++++ Data section
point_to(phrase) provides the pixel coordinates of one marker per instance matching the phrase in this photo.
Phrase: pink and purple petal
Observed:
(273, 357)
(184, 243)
++++++++
++++ Data section
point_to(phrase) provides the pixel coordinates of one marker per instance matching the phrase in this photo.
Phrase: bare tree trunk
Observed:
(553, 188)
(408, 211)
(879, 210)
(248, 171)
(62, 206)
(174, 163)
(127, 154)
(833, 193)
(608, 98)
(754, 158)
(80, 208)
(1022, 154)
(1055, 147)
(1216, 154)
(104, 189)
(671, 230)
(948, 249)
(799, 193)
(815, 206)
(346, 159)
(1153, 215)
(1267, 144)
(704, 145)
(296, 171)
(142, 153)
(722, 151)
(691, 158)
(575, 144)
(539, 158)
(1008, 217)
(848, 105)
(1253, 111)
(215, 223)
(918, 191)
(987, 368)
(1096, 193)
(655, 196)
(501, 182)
++++++++
++++ Data section
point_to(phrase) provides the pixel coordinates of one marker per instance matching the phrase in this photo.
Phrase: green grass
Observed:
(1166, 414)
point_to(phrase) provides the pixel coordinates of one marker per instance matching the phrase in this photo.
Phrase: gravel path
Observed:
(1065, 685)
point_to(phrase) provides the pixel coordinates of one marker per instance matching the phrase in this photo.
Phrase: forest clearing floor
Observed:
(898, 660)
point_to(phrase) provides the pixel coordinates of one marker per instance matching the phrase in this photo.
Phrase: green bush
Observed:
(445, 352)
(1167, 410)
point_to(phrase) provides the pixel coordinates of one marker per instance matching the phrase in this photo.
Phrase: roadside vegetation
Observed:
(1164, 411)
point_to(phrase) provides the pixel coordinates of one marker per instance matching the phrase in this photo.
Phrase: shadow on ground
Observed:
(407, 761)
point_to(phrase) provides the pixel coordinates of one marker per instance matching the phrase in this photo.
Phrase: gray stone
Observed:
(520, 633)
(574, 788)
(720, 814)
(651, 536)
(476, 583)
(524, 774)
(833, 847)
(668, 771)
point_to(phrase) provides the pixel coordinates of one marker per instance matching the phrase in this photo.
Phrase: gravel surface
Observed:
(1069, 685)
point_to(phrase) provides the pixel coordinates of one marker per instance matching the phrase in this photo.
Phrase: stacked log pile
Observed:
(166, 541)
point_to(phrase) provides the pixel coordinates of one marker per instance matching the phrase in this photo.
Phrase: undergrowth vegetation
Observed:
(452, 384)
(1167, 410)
++++++++
* **Activity**:
Go through the entries above, and wherever a line holds the word "vegetation", copy that line.

* **Response area**:
Phrase: roadside vegetation
Phrase: undergrowth vegetation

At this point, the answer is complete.